■ Task description ■
Return each line of the records below that contains the word "clicks".

Collected data entries:
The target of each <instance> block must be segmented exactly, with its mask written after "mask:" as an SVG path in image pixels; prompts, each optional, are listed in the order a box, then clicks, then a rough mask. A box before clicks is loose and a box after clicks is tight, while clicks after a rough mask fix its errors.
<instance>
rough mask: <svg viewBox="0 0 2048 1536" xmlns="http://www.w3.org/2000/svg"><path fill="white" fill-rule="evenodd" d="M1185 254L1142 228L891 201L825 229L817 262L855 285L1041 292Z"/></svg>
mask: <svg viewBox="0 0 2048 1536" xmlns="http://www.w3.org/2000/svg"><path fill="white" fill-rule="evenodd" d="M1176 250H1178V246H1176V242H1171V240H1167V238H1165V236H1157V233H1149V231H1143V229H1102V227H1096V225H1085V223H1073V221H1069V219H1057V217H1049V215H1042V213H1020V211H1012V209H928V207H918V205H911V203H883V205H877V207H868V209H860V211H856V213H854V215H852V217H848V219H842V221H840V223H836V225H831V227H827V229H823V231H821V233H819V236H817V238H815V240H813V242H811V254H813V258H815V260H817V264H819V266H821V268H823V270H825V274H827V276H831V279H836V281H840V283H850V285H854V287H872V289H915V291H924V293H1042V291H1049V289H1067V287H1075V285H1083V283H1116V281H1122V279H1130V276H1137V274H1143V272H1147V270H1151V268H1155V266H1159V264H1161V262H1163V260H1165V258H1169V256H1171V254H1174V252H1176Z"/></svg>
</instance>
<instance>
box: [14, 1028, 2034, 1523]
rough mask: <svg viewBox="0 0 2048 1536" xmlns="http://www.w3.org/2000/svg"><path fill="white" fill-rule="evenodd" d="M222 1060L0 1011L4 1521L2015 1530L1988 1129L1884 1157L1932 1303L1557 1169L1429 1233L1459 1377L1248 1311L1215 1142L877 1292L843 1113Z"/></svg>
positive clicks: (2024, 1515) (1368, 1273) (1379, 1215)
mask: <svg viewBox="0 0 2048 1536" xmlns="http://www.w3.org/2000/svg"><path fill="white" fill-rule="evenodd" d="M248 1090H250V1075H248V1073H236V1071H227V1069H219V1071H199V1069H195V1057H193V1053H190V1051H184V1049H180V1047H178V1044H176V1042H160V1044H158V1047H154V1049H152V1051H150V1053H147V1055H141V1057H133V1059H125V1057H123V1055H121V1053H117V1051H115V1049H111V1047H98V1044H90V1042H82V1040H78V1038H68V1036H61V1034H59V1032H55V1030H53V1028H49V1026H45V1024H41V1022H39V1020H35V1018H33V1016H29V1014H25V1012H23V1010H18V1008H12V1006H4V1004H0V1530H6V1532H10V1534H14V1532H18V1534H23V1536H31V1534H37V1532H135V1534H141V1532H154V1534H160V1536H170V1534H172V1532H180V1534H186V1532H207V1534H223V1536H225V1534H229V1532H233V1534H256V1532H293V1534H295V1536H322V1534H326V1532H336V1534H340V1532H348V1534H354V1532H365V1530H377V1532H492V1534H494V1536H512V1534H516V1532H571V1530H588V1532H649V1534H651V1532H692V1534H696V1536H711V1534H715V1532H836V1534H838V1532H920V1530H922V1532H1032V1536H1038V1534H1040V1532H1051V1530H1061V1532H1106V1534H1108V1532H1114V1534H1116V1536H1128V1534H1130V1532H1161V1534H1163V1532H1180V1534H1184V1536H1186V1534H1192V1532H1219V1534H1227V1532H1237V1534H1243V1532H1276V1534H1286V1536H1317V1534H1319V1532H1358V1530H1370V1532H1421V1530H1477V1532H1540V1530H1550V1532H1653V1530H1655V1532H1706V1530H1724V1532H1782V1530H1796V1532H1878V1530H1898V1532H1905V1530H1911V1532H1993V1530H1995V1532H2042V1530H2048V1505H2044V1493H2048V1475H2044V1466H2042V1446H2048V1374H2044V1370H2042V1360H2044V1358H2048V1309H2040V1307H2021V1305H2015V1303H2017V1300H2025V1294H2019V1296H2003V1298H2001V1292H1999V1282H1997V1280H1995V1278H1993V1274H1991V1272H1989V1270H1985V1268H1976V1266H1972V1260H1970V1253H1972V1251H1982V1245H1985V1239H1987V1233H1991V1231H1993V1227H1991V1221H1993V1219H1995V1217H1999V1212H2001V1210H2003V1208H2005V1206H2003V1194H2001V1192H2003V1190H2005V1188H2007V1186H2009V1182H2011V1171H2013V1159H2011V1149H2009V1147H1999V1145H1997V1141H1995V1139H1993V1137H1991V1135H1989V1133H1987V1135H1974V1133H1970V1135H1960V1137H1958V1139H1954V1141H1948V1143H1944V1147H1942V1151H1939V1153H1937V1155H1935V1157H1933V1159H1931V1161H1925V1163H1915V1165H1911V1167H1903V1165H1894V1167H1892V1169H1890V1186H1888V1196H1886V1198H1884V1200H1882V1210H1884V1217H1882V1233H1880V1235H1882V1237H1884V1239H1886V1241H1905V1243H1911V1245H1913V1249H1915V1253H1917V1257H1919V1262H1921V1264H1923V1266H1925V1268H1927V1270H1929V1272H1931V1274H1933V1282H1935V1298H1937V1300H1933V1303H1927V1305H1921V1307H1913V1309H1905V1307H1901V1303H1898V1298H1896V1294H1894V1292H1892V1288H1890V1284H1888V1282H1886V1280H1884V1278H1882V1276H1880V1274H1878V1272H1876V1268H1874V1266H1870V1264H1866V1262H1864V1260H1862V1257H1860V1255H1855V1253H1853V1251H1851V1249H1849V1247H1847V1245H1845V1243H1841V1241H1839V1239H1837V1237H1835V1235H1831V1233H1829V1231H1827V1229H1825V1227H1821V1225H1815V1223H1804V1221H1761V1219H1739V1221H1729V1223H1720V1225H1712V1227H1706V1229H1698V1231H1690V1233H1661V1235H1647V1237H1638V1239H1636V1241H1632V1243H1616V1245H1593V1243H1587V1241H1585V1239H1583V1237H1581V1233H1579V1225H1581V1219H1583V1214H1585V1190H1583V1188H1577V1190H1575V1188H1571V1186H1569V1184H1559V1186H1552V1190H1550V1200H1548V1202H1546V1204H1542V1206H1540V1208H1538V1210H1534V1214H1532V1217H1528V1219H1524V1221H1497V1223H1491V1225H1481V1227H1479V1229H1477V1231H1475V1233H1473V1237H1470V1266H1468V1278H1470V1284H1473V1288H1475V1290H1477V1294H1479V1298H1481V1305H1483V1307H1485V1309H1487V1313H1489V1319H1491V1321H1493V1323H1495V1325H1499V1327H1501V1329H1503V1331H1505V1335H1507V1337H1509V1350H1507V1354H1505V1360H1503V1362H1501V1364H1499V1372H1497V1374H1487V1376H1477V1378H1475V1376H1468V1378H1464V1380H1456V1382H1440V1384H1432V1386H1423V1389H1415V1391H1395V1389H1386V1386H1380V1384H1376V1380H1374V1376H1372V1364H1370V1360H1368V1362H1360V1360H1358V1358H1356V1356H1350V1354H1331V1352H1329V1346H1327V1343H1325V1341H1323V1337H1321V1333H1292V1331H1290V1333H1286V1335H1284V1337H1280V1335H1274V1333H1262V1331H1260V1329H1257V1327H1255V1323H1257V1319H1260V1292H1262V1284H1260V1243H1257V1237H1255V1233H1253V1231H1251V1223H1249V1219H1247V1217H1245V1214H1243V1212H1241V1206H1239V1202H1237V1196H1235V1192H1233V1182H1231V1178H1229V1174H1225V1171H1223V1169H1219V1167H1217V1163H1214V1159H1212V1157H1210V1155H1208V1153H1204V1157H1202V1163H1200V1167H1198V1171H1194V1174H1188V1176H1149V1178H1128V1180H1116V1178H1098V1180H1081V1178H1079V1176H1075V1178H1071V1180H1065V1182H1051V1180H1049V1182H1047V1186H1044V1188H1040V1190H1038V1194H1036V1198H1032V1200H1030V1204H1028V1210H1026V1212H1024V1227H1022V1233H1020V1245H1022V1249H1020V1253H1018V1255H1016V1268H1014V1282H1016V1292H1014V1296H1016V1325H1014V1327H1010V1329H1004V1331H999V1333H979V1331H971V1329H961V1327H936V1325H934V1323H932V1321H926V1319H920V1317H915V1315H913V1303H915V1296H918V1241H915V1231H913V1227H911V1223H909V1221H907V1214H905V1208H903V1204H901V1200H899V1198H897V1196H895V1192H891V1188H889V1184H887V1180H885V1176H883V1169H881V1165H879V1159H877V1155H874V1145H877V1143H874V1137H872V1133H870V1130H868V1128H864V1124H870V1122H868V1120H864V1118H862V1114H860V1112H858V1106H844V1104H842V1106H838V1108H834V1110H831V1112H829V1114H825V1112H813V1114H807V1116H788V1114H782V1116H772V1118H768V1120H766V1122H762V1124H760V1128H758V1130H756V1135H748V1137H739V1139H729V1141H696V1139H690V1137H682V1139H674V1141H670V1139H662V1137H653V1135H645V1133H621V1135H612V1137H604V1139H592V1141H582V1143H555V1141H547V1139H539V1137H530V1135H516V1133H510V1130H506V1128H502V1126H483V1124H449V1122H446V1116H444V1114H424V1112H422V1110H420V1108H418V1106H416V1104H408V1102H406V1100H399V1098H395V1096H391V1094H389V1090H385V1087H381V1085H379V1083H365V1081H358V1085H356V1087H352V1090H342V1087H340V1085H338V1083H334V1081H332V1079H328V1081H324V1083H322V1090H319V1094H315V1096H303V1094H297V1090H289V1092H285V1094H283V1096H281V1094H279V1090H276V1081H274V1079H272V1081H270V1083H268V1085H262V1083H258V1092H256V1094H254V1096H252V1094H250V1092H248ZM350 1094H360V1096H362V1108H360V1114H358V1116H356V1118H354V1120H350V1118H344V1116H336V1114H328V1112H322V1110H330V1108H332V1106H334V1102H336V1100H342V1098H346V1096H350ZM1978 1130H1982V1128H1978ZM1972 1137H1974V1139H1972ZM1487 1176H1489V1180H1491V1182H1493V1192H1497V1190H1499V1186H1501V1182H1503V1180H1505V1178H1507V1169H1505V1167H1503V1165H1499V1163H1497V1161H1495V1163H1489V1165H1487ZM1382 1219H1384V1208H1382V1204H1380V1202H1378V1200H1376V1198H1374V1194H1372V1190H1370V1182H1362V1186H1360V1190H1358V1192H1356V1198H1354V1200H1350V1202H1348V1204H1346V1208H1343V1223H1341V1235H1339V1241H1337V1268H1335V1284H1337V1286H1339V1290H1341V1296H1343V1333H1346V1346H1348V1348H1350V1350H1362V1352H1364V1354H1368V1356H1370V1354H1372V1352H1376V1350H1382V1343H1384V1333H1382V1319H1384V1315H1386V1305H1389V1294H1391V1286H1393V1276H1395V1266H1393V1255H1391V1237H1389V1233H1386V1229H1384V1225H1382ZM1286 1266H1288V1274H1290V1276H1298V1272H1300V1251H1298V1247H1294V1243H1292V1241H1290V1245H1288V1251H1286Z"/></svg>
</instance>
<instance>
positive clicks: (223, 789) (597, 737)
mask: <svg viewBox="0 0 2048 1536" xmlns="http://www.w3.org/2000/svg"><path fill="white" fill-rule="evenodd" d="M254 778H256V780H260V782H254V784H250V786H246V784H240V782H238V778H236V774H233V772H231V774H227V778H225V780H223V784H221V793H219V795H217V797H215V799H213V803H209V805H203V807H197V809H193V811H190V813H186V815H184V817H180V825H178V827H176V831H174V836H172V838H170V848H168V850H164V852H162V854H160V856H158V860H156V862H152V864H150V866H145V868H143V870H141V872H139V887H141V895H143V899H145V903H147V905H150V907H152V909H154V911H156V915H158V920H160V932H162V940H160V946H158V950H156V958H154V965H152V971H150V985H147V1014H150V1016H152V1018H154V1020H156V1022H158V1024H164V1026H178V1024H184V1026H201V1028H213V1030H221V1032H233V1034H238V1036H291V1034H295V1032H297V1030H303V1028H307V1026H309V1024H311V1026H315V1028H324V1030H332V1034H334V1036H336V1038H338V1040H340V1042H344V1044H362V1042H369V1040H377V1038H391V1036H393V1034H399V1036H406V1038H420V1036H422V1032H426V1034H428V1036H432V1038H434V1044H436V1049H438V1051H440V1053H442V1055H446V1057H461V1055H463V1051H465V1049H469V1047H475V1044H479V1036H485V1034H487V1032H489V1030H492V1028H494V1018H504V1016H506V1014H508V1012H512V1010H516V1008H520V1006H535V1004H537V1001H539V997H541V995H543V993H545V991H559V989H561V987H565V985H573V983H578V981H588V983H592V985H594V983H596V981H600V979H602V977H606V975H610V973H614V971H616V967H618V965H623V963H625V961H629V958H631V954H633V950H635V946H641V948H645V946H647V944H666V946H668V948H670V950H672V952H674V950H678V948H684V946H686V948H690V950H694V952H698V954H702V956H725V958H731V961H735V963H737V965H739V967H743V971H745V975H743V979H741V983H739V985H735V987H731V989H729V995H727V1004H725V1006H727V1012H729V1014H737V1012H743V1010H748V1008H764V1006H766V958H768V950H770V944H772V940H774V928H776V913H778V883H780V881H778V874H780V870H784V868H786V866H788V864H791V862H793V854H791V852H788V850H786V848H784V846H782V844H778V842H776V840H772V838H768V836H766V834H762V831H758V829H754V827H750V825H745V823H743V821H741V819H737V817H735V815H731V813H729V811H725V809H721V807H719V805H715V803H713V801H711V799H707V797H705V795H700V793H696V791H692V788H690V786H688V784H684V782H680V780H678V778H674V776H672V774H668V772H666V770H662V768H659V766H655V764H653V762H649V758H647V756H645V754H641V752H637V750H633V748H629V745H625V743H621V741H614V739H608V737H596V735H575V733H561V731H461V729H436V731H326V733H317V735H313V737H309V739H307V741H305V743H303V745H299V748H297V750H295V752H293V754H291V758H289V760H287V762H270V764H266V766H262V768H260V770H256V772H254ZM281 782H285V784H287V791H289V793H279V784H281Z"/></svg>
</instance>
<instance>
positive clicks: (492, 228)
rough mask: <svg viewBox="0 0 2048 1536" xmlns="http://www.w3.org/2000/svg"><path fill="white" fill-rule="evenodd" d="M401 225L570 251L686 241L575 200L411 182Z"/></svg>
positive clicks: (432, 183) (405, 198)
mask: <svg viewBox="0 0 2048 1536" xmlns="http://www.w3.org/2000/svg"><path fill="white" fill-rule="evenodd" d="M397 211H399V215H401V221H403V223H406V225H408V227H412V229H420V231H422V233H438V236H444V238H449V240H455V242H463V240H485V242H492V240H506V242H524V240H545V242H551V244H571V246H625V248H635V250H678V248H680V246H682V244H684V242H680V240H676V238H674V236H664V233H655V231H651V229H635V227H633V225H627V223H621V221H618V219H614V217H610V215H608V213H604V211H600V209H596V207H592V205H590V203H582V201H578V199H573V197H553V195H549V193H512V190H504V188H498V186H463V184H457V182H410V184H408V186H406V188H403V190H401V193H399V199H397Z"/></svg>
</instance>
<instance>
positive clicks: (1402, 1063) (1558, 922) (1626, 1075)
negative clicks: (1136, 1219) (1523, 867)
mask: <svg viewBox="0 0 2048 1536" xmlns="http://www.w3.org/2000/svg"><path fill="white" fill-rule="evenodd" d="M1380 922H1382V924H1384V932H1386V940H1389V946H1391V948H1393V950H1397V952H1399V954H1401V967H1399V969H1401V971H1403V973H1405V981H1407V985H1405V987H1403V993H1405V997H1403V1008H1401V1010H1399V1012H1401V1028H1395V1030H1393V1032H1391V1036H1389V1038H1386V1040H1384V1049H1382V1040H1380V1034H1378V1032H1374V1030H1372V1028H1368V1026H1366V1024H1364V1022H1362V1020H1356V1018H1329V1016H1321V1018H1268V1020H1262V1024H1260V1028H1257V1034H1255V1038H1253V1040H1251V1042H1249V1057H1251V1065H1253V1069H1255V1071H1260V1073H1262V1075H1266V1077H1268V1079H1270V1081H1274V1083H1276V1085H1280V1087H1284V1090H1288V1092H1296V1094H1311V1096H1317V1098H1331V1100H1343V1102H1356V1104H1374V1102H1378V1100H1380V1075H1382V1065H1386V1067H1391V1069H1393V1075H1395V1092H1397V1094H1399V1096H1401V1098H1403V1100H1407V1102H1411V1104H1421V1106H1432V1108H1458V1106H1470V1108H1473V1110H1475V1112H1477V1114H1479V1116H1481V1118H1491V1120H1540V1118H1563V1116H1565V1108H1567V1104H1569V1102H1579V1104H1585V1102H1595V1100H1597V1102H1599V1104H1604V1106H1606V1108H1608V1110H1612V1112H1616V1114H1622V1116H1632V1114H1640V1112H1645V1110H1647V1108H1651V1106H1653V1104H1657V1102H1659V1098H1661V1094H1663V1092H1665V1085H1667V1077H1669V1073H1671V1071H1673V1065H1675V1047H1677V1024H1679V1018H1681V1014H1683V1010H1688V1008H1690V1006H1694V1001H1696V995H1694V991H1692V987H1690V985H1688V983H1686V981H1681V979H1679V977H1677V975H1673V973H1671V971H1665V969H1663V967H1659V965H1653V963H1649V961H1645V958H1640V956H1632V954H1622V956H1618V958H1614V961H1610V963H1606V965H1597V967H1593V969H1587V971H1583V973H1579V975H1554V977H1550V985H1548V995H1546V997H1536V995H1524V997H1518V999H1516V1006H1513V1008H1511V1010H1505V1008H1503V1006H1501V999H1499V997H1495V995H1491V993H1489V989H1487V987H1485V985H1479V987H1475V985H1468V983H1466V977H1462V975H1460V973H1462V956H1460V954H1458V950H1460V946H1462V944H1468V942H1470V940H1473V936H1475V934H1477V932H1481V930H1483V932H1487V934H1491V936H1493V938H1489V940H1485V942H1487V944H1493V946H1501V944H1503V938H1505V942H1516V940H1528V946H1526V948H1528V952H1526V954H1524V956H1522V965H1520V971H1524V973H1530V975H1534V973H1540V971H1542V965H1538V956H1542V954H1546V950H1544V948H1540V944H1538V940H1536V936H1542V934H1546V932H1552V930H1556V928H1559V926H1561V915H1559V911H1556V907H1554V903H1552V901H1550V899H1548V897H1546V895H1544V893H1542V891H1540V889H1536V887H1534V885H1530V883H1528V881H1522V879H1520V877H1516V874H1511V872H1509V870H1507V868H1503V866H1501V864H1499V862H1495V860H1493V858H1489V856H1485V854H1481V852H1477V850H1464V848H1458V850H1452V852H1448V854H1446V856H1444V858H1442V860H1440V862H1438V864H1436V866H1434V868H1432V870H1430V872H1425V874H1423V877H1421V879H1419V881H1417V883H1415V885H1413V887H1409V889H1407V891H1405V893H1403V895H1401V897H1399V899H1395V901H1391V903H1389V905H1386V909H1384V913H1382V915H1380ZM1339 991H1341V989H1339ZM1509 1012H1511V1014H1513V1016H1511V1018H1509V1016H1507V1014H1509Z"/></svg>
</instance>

■ Task result ■
The target of each <instance> block must be segmented exactly, with its mask written after "mask:" as an SVG path in image pixels; prompts, each optional, are listed in the order a box, then clicks, then a rough mask. A box before clicks is loose and a box after clicks is tight, while clicks after a rough mask fix its errors.
positive clicks: (2024, 1515) (1368, 1273) (1379, 1215)
positive clicks: (223, 789) (597, 737)
positive clicks: (492, 228)
positive clicks: (432, 183) (405, 198)
positive clicks: (1402, 1063) (1558, 922) (1626, 1075)
negative clicks: (1136, 1219) (1523, 867)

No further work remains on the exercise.